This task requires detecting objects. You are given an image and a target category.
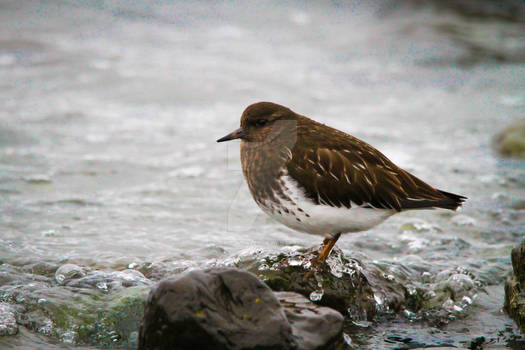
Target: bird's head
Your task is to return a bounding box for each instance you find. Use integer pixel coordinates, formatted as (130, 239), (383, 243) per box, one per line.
(217, 102), (298, 144)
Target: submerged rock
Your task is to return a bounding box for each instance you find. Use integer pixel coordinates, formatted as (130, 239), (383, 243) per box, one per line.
(138, 268), (344, 350)
(63, 269), (150, 291)
(494, 118), (525, 158)
(55, 264), (85, 285)
(505, 240), (525, 333)
(18, 285), (149, 347)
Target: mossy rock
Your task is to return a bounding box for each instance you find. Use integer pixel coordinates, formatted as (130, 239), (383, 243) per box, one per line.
(22, 286), (149, 347)
(494, 118), (525, 158)
(505, 240), (525, 333)
(236, 247), (397, 320)
(234, 246), (482, 326)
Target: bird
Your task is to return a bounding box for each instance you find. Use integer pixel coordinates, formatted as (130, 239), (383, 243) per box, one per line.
(217, 102), (466, 273)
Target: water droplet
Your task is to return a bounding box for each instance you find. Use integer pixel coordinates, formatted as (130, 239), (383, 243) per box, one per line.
(403, 309), (416, 319)
(257, 263), (269, 271)
(109, 331), (121, 342)
(309, 290), (324, 302)
(287, 258), (303, 267)
(96, 281), (109, 292)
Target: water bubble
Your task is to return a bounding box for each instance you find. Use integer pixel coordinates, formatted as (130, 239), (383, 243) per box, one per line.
(287, 258), (303, 267)
(462, 295), (473, 305)
(96, 281), (109, 292)
(55, 264), (84, 285)
(383, 273), (395, 281)
(403, 309), (416, 319)
(309, 290), (324, 302)
(38, 319), (53, 335)
(59, 330), (77, 344)
(257, 263), (269, 271)
(109, 330), (121, 342)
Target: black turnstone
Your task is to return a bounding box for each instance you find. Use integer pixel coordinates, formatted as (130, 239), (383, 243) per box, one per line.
(217, 102), (466, 270)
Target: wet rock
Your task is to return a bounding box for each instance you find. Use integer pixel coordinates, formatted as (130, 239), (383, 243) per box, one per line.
(18, 285), (148, 347)
(63, 269), (150, 291)
(239, 247), (391, 319)
(275, 291), (344, 350)
(430, 0), (525, 21)
(139, 268), (297, 350)
(55, 264), (85, 285)
(505, 240), (525, 332)
(0, 303), (18, 336)
(236, 246), (481, 326)
(494, 118), (525, 158)
(139, 268), (344, 350)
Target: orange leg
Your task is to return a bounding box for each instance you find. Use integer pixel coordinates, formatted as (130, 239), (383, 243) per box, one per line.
(304, 234), (341, 280)
(317, 235), (340, 263)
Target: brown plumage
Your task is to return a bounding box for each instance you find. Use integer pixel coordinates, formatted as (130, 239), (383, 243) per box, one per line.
(217, 102), (466, 271)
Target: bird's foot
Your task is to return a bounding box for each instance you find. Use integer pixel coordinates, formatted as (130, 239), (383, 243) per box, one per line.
(303, 256), (326, 281)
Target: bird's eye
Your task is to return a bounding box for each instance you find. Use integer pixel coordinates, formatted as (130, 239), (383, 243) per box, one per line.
(255, 119), (268, 127)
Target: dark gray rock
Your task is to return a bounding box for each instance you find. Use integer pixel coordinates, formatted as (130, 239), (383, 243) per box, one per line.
(138, 268), (346, 350)
(275, 292), (344, 350)
(505, 240), (525, 332)
(138, 268), (297, 350)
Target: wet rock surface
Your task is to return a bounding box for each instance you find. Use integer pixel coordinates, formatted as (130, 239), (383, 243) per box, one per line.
(494, 118), (525, 158)
(240, 247), (377, 319)
(0, 263), (150, 347)
(275, 291), (344, 350)
(138, 268), (345, 350)
(235, 246), (483, 327)
(505, 240), (525, 333)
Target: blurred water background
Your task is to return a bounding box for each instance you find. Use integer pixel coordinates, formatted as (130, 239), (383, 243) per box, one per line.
(1, 0), (524, 349)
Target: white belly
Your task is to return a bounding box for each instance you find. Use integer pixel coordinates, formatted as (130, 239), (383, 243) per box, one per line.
(257, 175), (395, 238)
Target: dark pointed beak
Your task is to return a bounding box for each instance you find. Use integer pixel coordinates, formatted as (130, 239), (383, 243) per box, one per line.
(217, 127), (244, 142)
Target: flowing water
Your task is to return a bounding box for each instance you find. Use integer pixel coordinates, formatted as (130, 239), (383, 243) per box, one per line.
(1, 1), (524, 349)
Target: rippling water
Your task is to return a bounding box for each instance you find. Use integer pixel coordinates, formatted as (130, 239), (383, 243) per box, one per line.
(1, 1), (524, 349)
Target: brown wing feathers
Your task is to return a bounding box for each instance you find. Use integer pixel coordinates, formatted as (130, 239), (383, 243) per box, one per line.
(287, 143), (466, 212)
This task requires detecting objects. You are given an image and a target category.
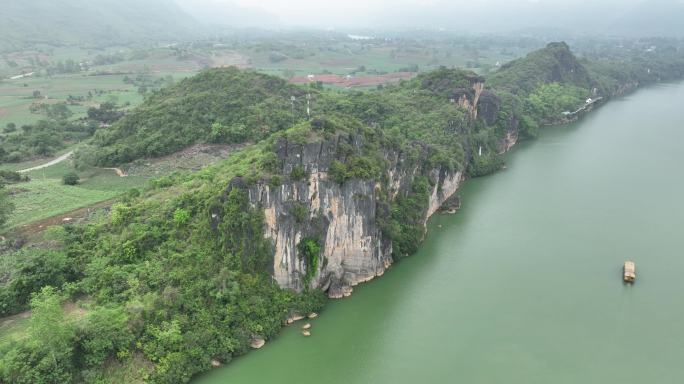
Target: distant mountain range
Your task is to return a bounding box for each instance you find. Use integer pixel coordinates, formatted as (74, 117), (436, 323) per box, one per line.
(0, 0), (201, 51)
(0, 0), (287, 52)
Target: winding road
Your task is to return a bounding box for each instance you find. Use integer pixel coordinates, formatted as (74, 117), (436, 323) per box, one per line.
(17, 151), (74, 173)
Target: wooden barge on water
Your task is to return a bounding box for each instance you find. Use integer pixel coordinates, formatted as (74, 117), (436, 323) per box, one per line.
(623, 261), (636, 283)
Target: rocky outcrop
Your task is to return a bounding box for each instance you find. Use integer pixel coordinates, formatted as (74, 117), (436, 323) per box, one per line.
(224, 73), (510, 299)
(498, 129), (519, 154)
(248, 168), (390, 298)
(477, 90), (501, 126)
(452, 82), (484, 119)
(244, 135), (463, 298)
(612, 81), (640, 97)
(426, 168), (463, 219)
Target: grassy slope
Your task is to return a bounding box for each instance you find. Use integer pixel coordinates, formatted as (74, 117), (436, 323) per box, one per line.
(5, 161), (148, 228)
(84, 67), (306, 165)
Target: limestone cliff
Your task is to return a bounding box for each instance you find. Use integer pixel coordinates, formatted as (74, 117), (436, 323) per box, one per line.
(226, 75), (507, 298)
(244, 135), (463, 298)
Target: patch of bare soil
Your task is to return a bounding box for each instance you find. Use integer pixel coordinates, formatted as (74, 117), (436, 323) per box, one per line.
(0, 310), (31, 329)
(125, 143), (245, 177)
(0, 107), (8, 117)
(63, 301), (89, 319)
(7, 144), (241, 237)
(6, 187), (29, 196)
(100, 167), (127, 177)
(10, 199), (114, 238)
(0, 300), (91, 330)
(291, 72), (416, 88)
(211, 50), (250, 68)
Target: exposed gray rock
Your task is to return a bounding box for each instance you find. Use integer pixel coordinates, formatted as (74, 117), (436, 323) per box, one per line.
(477, 90), (501, 126)
(244, 135), (463, 298)
(219, 79), (510, 298)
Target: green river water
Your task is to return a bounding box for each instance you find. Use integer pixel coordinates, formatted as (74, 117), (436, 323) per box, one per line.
(196, 82), (684, 384)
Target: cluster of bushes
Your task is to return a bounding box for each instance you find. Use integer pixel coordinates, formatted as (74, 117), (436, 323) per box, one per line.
(86, 102), (124, 125)
(62, 172), (80, 185)
(29, 103), (73, 120)
(81, 67), (309, 166)
(0, 287), (135, 383)
(0, 103), (125, 163)
(378, 176), (432, 259)
(122, 73), (175, 95)
(0, 120), (93, 162)
(0, 183), (325, 382)
(0, 184), (14, 228)
(297, 237), (321, 284)
(0, 170), (29, 184)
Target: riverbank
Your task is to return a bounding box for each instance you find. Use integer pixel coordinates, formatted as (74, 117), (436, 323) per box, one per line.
(195, 79), (684, 384)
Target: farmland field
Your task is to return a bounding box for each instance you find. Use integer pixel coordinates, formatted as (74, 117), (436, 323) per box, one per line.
(5, 160), (148, 229)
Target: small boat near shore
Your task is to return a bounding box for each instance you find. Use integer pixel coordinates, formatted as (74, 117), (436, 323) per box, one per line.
(623, 261), (636, 283)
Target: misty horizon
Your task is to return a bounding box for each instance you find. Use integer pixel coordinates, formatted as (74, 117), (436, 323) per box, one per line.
(176, 0), (684, 37)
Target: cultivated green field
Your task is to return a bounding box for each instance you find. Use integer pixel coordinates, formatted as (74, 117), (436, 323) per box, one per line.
(5, 160), (148, 229)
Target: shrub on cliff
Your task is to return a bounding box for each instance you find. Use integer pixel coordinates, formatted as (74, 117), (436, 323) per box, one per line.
(468, 154), (505, 177)
(297, 237), (321, 284)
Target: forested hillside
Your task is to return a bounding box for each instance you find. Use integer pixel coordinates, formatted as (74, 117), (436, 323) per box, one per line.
(0, 0), (199, 52)
(79, 69), (307, 165)
(485, 41), (684, 132)
(80, 41), (684, 169)
(2, 42), (684, 383)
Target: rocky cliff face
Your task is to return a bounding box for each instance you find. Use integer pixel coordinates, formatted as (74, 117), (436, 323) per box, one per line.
(244, 135), (462, 298)
(474, 90), (519, 153)
(230, 77), (509, 298)
(453, 81), (484, 119)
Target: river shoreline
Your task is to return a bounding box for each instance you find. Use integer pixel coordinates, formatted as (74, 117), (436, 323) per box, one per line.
(194, 78), (684, 382)
(197, 78), (684, 384)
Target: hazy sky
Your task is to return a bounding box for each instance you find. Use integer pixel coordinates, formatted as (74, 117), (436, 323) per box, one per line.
(176, 0), (684, 36)
(180, 0), (637, 27)
(227, 0), (444, 23)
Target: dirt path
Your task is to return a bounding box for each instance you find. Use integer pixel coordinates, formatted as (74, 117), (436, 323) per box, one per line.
(0, 310), (31, 330)
(17, 151), (74, 173)
(10, 199), (115, 237)
(101, 167), (127, 177)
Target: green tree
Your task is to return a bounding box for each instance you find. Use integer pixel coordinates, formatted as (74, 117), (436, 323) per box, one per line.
(62, 172), (80, 185)
(0, 184), (14, 228)
(173, 208), (190, 226)
(28, 287), (75, 371)
(297, 237), (321, 284)
(0, 287), (76, 383)
(78, 306), (134, 367)
(210, 122), (227, 143)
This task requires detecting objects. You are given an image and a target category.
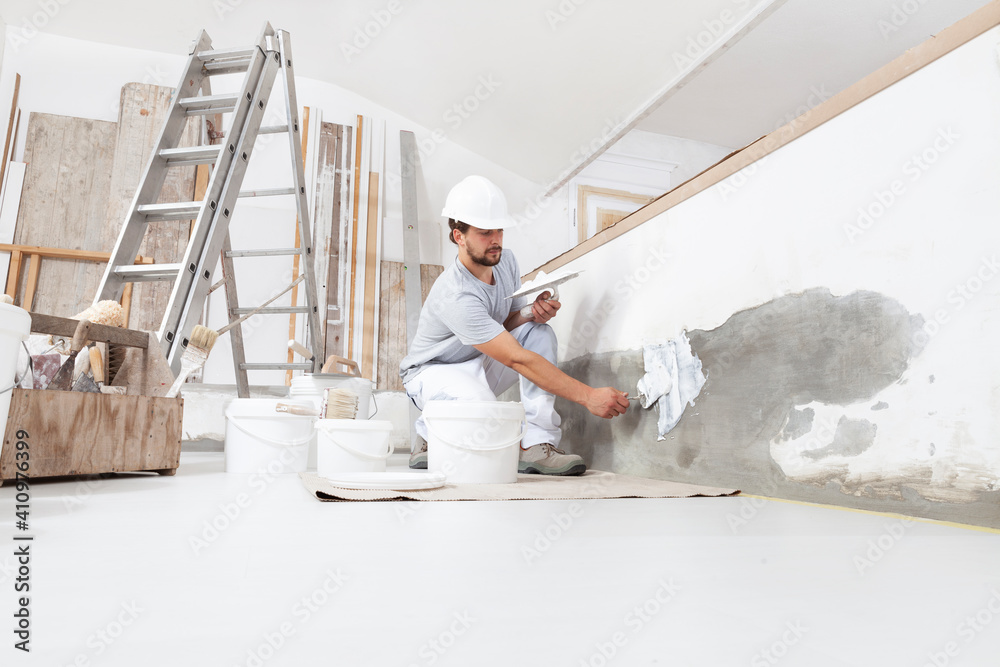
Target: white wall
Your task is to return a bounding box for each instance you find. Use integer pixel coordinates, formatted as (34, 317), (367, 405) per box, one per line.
(546, 26), (1000, 508)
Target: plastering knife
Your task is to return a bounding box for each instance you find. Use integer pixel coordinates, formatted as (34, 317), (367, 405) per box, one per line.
(48, 319), (91, 391)
(508, 269), (584, 319)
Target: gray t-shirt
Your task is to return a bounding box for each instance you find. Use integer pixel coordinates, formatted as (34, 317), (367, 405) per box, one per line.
(399, 250), (528, 384)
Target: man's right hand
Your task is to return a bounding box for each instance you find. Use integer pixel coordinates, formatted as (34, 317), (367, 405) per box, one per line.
(586, 387), (630, 419)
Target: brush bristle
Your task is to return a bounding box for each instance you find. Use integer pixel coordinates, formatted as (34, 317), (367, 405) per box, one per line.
(188, 325), (219, 352)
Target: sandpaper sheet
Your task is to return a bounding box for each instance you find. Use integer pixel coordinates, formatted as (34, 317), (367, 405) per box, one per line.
(300, 470), (739, 502)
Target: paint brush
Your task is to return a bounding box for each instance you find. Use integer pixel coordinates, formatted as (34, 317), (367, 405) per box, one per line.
(164, 325), (219, 399)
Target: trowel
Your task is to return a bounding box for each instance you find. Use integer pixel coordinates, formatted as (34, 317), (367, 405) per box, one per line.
(508, 269), (583, 319)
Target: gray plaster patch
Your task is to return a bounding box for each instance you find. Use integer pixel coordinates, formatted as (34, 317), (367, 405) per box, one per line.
(779, 407), (815, 441)
(556, 288), (999, 528)
(802, 416), (877, 459)
(871, 401), (889, 411)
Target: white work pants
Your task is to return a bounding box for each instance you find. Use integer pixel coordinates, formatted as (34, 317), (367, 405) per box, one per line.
(404, 323), (562, 449)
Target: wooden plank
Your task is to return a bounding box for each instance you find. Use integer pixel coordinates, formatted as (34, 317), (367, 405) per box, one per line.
(348, 115), (364, 361)
(361, 172), (380, 380)
(28, 312), (150, 348)
(0, 73), (20, 194)
(1, 389), (182, 481)
(104, 83), (200, 331)
(22, 253), (40, 311)
(13, 113), (117, 316)
(376, 261), (403, 390)
(376, 261), (443, 391)
(0, 162), (26, 284)
(4, 249), (20, 300)
(526, 0), (1000, 280)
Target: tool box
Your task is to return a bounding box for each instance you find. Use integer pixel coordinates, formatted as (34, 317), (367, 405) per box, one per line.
(0, 314), (182, 483)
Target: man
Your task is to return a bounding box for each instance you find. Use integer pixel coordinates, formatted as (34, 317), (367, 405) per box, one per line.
(399, 175), (630, 476)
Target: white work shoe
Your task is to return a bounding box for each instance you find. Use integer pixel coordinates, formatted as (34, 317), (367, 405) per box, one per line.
(518, 443), (586, 476)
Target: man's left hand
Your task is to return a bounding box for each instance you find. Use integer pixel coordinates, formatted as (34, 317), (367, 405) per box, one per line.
(531, 291), (560, 324)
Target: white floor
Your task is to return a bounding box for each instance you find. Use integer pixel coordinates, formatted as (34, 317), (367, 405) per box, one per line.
(2, 452), (999, 666)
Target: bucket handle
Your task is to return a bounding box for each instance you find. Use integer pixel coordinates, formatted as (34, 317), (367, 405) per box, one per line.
(316, 425), (393, 461)
(228, 416), (314, 447)
(426, 419), (527, 452)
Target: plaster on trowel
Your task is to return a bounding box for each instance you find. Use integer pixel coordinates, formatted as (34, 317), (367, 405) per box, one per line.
(508, 269), (584, 319)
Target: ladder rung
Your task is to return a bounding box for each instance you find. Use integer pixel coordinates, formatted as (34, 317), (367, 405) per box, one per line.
(232, 306), (311, 315)
(179, 93), (239, 115)
(239, 187), (297, 198)
(203, 57), (253, 76)
(159, 145), (222, 166)
(115, 263), (182, 282)
(225, 248), (302, 258)
(137, 202), (203, 221)
(258, 125), (289, 135)
(239, 363), (314, 371)
(197, 46), (257, 61)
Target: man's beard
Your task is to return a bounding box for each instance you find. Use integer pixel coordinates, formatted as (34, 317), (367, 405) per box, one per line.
(469, 246), (502, 267)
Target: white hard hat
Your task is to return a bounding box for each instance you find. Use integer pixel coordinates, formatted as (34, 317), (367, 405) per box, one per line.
(441, 175), (516, 230)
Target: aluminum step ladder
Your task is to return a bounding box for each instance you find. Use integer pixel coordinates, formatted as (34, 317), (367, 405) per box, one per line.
(95, 23), (323, 397)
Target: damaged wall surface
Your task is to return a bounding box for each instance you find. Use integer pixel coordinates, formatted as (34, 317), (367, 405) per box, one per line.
(547, 23), (1000, 528)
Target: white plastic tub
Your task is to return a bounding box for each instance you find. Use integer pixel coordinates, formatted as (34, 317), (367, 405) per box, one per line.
(315, 419), (393, 477)
(224, 398), (315, 474)
(423, 400), (526, 484)
(0, 303), (31, 441)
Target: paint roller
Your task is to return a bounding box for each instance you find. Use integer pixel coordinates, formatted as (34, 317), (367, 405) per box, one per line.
(507, 269), (584, 319)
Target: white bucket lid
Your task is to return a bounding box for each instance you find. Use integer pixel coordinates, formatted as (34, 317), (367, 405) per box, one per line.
(423, 400), (524, 420)
(314, 419), (392, 433)
(0, 303), (31, 339)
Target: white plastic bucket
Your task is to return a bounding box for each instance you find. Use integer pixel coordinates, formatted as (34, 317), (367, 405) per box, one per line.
(424, 401), (526, 484)
(225, 398), (315, 474)
(315, 419), (393, 477)
(0, 303), (31, 440)
(290, 374), (373, 419)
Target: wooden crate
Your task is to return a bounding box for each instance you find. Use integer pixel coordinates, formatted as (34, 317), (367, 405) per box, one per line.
(1, 389), (182, 483)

........

- TASK BRIEF -
For every line above that has "plastic" in it, copy the line.

- RESPONSE TO THE EXERCISE -
Target: white plastic tub
Target: white plastic bucket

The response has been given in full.